▶ [WHAT YOU HAVE TO DO]
Apart from the pictures, which must be omitted, restate the data exactly.

(Dataset excerpts)
/---
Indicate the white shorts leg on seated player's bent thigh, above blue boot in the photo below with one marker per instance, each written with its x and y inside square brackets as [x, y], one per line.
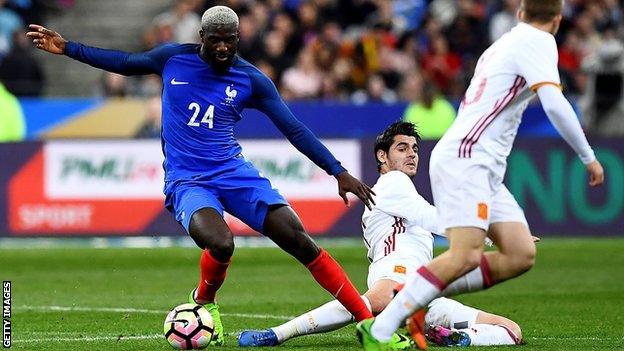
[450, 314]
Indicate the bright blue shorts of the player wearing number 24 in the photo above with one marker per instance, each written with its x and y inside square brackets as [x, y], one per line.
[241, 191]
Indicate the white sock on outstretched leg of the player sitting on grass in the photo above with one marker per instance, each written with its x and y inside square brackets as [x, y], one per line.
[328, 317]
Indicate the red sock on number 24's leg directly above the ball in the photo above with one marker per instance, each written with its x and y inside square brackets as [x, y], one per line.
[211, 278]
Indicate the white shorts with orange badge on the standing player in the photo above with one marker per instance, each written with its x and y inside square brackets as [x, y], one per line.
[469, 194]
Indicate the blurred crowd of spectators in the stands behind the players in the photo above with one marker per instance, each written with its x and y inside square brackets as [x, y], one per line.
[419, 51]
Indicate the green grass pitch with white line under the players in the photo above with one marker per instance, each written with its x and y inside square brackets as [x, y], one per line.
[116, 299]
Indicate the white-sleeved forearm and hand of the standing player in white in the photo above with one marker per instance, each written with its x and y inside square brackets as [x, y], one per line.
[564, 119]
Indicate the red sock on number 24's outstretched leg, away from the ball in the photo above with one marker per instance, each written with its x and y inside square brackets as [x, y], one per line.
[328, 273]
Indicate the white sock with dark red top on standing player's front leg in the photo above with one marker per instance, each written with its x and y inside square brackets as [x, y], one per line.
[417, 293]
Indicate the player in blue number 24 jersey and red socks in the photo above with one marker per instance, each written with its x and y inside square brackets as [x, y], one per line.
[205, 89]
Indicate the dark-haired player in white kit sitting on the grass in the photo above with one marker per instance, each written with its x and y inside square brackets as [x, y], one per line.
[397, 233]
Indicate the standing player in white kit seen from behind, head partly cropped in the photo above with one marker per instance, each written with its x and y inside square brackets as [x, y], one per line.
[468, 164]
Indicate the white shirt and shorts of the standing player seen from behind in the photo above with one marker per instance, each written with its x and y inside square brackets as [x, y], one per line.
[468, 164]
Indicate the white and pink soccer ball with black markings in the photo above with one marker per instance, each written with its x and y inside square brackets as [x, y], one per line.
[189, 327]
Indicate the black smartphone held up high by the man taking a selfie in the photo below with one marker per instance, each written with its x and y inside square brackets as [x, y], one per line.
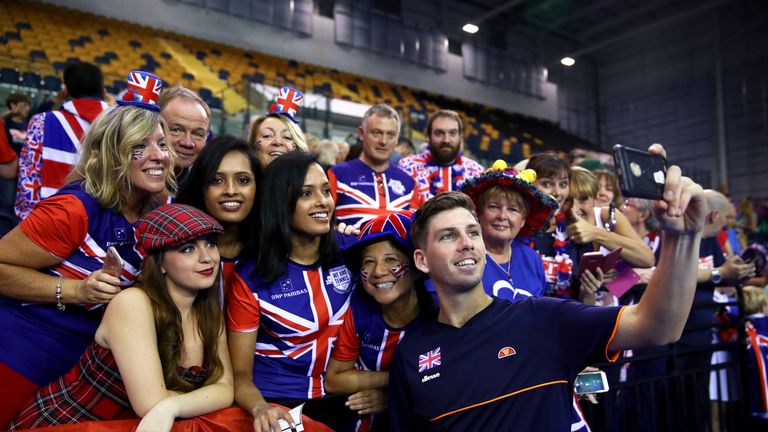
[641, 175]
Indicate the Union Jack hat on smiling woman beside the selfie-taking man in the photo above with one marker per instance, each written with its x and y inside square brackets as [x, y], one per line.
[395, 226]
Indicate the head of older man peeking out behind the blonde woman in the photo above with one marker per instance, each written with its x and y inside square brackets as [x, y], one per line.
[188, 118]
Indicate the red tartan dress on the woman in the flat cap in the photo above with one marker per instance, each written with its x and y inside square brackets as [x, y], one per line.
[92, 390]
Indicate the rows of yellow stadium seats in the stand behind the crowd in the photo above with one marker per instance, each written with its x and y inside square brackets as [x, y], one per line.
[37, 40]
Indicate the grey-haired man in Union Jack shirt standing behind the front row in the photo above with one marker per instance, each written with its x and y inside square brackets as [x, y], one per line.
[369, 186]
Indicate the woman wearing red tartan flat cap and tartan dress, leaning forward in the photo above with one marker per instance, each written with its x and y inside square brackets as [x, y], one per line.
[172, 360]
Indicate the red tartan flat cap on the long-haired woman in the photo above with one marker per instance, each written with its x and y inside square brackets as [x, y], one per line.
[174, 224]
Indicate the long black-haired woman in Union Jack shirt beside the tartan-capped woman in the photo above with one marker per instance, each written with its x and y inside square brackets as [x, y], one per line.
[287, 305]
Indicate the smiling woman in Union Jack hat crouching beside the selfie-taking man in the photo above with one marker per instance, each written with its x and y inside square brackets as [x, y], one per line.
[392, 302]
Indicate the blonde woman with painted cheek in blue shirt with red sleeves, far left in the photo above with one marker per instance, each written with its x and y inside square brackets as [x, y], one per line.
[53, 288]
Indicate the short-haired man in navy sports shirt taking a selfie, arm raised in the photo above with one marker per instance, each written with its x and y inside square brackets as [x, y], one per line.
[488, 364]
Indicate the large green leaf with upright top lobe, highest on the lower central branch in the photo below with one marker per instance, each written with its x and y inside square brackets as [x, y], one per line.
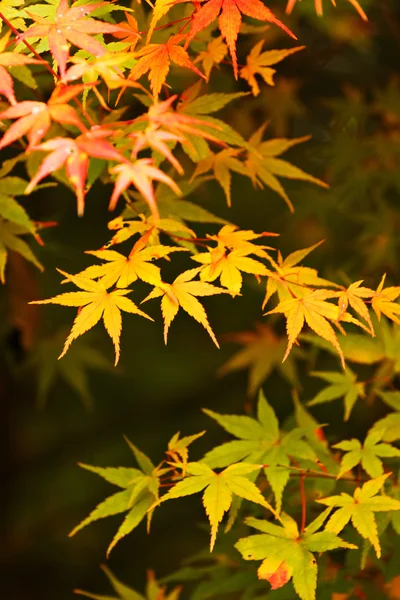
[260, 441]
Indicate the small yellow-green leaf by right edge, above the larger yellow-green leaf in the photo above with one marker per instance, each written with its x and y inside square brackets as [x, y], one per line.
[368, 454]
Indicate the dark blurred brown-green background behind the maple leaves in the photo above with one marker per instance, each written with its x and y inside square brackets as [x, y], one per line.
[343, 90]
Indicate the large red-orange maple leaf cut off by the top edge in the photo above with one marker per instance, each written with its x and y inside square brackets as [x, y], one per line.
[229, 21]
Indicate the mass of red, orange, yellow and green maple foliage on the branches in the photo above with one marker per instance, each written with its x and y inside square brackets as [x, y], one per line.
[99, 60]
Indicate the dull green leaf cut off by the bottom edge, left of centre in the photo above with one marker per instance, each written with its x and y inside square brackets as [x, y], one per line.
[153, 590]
\---
▶ [RESULT]
Indicate the white shorts leg on seated player's bent thigh, above blue boot in the photo below with one marker per instance, each written with its x and y inside square brackets as [x, y], one per line.
[450, 314]
Indicate the bright blue shorts of the player wearing number 24 in the photo above with one marker per instance, each written with its x and y inside square brackets as [x, y], one per line.
[241, 191]
Indicate the white sock on outstretched leg of the player sitting on grass in the photo above with one marker per instance, each written with its x and y inside square brackets as [x, y], one per line.
[328, 317]
Indicate the red sock on number 24's leg directly above the ball in the photo above with one marker per instance, each written with its x and y inside square brackets as [x, y], one per line.
[211, 278]
Indicate the white shorts with orange badge on the standing player in the photo above with one marker per instance, each written with its x and y inside square brackets as [x, y], one per line.
[469, 194]
Indicate the blurred crowd of spectators in the stands behind the players in the photo above with one marker per instance, each written with its x and y inside square brackets as [x, y], one per line.
[419, 51]
Indicate the green grass pitch with white line under the players in the photo above with one marker per instance, each written with its x and y inside square brackets as [x, y], one per line.
[116, 299]
Indicate the white-sleeved forearm and hand of the standing player in white in the photo above with one marker per instance, each written with its x and y inside square brackets as [x, y], one per line.
[564, 119]
Indicate the red sock on number 24's outstretched leg, away from the ball in the photo above with one marker per instance, each written with its x and y inside square brackets as [x, y], one per line.
[328, 273]
Indicate the white sock with dark red top on standing player's front leg in the photo above with one marker per instance, each written with its x and y inside square brackets as [x, y], one per line.
[417, 293]
Indicate the player in blue number 24 jersey and red socks in the photo above with one marker per instance, each written with its x and y inside square brackets as [x, y], one per line.
[205, 89]
Indicate the dark-haired player in white kit sitting on the grass in the photo above with one marker per instance, each written with its x and y inside square brackets as [x, y], one per line.
[397, 233]
Indicate the standing player in white kit seen from behind, head partly cropped in the photo above with one marker per instance, each written with its x and y inside square brackets as [x, y], one per line.
[468, 164]
Indicate the white shirt and shorts of the standing player seen from behind in the photo above with one marker per instance, each written with its x and y inside square brackets as [x, y], one per line.
[468, 164]
Indicate the white and pink soccer ball with black markings in the photo above with one marker per instance, each written with its x and y inside square brackets as [x, y], one per line.
[189, 327]
Indicate the black smartphone held up high by the man taking a selfie in the photo below with one marker per instance, each written with its x and y inside square brackets as [x, y], one per line.
[641, 175]
Indicate the Union Jack hat on smiling woman beside the selfie-taking man in the photo above with one marker per instance, each written with its x and y inside square brackets as [x, y], one per line.
[395, 226]
Indicate the head of older man peeking out behind the blonde woman in the photo above with one marker per instance, each written with its x and y inside square brackets as [x, y], one per line.
[188, 118]
Indicate the red tartan dress on the woman in the flat cap in the photo above with one marker per instance, each written with its x and y inside square brackets as [x, y], one per line.
[92, 390]
Indicate the rows of yellow stadium seats in the stand behind the crowd in the photo above with one marker per instance, each written with its x and y inside square brackets as [x, y], one per line.
[37, 40]
Indicate the grey-haired man in Union Jack shirt standing behind the front row in the photo above with one marker per instance, each written with its x and y inside square brackets as [x, y], one per line.
[369, 186]
Indicate the woman wearing red tartan flat cap and tartan dress, leaning forward in the photo above with one marker per instance, each written with its x and y inside square brackets as [x, y], one per line.
[172, 360]
Indicate the red tartan flat cap on the long-haired woman in the photo above with one marker per instance, each written with its x and y inside square brackets as [x, y], one per line.
[174, 224]
Indicate the long black-haired woman in Union Jack shirt beside the tartan-capped woman in the photo above with one marker per instance, each written with its x and y inside square brackets as [x, y], one per line.
[287, 305]
Indicate the smiling woman in Union Jack hat crouching beside the selfie-taking man in the photo above with one marker per instance, each written with its x and y inside square brackets as [x, y], one per line.
[392, 302]
Indicate the blonde woman with painted cheek in blue shirt with red sleeves, far left in the photo above with one marker per instance, each written with its x and y inside square brackets as [x, y], one per line.
[53, 288]
Indicate the short-haired man in navy sports shirt taking a selfie, arm raised in the photo above with one marker per instance, each written with its x and y inside square brackets as [x, y], one per line.
[488, 364]
Indicate the large green leaf with upright top lobe, highest on the lower central branch in the photo below with one marker per instance, each written with its x and y inside square brackets as [x, y], one per line.
[260, 441]
Indicate the small yellow-green leaf by right edge, above the larger yellow-green leaf in the photo above with one marker per instance, each written with its x and y inside square brackets as [x, y], one per line.
[368, 454]
Indicate the dark blurred brown-green background behind the maple leaves in the photo above with one marker per instance, each written with its x and y inside square brackets as [x, y], one per line.
[343, 90]
Indicate the large red-orange maple leaf cut off by the top edge in the photo above with one marker per instance, each written with its x and y inside square brackets as [x, y], one per line.
[229, 21]
Indicate the mass of red, orange, yellow and green maple foliage on the branches in the photo above with one marker per instance, each written with its x and y inside square brackets as [x, y], one per line.
[99, 60]
Indicate the dull green leaf cut off by the bottom edge, left of centre in the photo above with one marker per instance, each written with its x and y inside square brackets as [x, y], one per line.
[153, 590]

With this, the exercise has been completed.